Excerpt from a dataset:
***

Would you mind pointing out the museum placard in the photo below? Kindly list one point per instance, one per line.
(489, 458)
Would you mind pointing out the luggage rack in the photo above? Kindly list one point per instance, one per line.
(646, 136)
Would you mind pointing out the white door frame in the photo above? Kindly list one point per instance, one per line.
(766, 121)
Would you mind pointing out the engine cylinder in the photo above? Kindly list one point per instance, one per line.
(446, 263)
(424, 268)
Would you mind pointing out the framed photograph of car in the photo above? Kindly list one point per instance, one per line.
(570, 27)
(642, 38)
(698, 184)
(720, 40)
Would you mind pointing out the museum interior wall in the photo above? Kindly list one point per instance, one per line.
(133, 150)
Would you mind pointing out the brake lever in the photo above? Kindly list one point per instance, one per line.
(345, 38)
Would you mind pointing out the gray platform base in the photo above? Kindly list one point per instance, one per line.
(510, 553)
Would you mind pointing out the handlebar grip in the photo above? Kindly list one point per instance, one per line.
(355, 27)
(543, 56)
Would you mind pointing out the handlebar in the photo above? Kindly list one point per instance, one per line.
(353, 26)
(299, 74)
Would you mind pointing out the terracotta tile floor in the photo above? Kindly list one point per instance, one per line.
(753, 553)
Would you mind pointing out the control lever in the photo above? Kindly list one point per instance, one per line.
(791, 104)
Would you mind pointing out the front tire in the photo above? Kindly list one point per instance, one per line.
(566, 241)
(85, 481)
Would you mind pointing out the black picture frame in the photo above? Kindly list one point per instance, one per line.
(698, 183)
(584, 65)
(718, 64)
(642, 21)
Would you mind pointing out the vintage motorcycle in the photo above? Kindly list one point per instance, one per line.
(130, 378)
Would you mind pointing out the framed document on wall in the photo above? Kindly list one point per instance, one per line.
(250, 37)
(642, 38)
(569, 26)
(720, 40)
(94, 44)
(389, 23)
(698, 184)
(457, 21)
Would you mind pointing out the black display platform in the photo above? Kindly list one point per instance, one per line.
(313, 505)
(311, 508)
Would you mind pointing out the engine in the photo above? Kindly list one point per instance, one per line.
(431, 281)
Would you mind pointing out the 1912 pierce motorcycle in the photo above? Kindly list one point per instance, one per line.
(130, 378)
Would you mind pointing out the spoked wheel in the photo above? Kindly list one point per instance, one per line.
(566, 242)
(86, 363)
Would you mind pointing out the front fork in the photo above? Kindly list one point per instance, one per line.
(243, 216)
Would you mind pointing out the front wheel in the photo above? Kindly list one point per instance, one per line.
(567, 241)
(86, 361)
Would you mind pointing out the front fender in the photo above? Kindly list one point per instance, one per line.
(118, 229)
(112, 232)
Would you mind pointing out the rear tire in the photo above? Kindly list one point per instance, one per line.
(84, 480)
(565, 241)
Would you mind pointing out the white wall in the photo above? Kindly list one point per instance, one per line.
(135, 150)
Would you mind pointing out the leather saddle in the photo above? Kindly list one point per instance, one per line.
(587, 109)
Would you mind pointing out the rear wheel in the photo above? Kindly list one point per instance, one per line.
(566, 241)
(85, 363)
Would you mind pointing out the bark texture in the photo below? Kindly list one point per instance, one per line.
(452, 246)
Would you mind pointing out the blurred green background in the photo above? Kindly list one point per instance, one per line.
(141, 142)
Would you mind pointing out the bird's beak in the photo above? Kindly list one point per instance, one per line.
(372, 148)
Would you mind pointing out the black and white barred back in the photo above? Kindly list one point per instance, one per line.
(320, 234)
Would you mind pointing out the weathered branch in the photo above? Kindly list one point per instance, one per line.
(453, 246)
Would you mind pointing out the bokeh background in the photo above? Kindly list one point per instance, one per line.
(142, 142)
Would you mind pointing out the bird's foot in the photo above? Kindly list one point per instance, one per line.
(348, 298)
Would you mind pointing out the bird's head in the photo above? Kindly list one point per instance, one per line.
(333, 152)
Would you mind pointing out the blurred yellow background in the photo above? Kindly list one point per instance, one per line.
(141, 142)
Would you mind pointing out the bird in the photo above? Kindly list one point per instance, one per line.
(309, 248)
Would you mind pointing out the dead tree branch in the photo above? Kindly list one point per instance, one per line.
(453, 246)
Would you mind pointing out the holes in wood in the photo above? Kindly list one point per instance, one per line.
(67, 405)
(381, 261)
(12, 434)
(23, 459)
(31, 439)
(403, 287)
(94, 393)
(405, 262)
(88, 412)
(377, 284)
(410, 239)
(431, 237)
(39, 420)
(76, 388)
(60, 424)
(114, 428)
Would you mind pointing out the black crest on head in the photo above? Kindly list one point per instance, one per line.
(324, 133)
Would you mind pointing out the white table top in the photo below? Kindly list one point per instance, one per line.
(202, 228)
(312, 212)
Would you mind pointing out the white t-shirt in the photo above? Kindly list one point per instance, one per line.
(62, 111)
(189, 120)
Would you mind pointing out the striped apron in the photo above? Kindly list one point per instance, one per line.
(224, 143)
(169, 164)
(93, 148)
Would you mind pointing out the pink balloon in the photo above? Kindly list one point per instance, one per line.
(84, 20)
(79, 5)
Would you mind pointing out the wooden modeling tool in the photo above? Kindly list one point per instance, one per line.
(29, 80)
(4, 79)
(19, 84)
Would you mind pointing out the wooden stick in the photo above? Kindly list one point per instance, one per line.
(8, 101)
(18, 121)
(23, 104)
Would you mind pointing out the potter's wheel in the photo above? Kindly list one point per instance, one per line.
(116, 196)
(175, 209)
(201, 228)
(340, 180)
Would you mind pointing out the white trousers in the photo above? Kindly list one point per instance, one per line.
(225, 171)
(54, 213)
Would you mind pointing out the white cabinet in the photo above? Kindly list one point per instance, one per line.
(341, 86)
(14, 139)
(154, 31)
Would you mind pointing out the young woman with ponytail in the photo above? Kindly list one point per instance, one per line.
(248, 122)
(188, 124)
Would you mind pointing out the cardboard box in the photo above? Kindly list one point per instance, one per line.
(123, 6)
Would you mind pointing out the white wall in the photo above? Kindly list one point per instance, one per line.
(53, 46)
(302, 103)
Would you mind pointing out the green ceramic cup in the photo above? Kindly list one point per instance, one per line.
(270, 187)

***

- [WHAT THE TASK REQUIRES]: From the line that contains "Would you mind pointing out the striped" to the last line of the material above, repeat every line exactly, keeping both the first and the last.

- [OUTPUT FOR THIS TASK]:
Would you mind pointing out the striped apron in the photo above? Kindly list one point per instance, one per line.
(224, 143)
(169, 164)
(93, 148)
Would you mind pointing out the pink balloon in the photo above? Kindly list one point per instance, one per line.
(84, 20)
(79, 5)
Would you mind pointing out the wooden modeling tool in the photo above? Kindly list one point per instance, one per line.
(29, 80)
(4, 79)
(19, 84)
Would you mind pointing out the wooden stick in the photo above? Kindly list one point per instance, one per line.
(8, 101)
(18, 121)
(23, 104)
Would you mind pointing out the potter's wheel in the photo above? Kindly list one point per instance, one per line.
(116, 196)
(175, 209)
(201, 228)
(340, 180)
Would you mind pointing out the white trousers in the photo above? Kindly list one point per instance, one per line.
(225, 171)
(54, 213)
Would you mind pointing out the white cabinet in the photo above? Kindly list one point per instance, one per line.
(341, 86)
(14, 139)
(154, 31)
Would you mind pointing out the young woman with ponytail in the photo above? Kindly list one point per instance, one per line.
(248, 122)
(188, 124)
Would you mind pointing out the cardboard box in the photo above? Kindly list one point per instance, one per line.
(123, 6)
Would you mind pointing out the white wall in the photo above? Kindly list one point per instance, one per line.
(53, 46)
(302, 103)
Would you mind pointing out the green ceramic cup in the photo above? Kindly list one point per instance, one per line.
(270, 187)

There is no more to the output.